START Entries provided

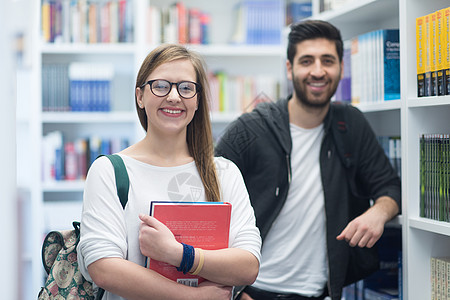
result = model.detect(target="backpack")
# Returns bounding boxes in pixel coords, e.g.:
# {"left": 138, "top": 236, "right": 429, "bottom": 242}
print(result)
{"left": 38, "top": 154, "right": 129, "bottom": 300}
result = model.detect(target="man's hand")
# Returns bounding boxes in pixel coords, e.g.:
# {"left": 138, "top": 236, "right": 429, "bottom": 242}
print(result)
{"left": 336, "top": 196, "right": 399, "bottom": 248}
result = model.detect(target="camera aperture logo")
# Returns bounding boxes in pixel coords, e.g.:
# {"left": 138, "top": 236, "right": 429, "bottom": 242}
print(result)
{"left": 167, "top": 172, "right": 203, "bottom": 201}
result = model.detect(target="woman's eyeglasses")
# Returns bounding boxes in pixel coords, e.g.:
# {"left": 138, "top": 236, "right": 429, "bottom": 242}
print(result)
{"left": 140, "top": 79, "right": 201, "bottom": 99}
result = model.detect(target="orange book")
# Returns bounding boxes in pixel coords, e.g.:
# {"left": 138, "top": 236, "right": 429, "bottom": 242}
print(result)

END Entries provided

Leaving the pictures out, write out every entry exactly.

- Task result -
result = model.detect(target="backpack")
# Returns bounding boxes in pixel coords, e.g.:
# {"left": 138, "top": 236, "right": 429, "bottom": 242}
print(result)
{"left": 38, "top": 154, "right": 129, "bottom": 300}
result = model.detect(target="man's hand")
# Returns bounding boxes in pixel coords, e.g.:
# {"left": 138, "top": 236, "right": 429, "bottom": 242}
print(result)
{"left": 336, "top": 196, "right": 399, "bottom": 248}
result = model.detect(target="camera aperture logo")
# Returns bounding boxes in pixel coords, e.g.:
# {"left": 138, "top": 236, "right": 429, "bottom": 242}
print(result)
{"left": 167, "top": 172, "right": 203, "bottom": 201}
result = model.detect(target="woman's eyeglasses")
# Returns bounding boxes in pixel coords, e.g.:
# {"left": 138, "top": 236, "right": 429, "bottom": 242}
print(result)
{"left": 140, "top": 79, "right": 201, "bottom": 99}
result = model.detect(target="orange book")
# Returns bounding boxes in pixel coords, e.g.:
# {"left": 138, "top": 236, "right": 429, "bottom": 242}
print(result)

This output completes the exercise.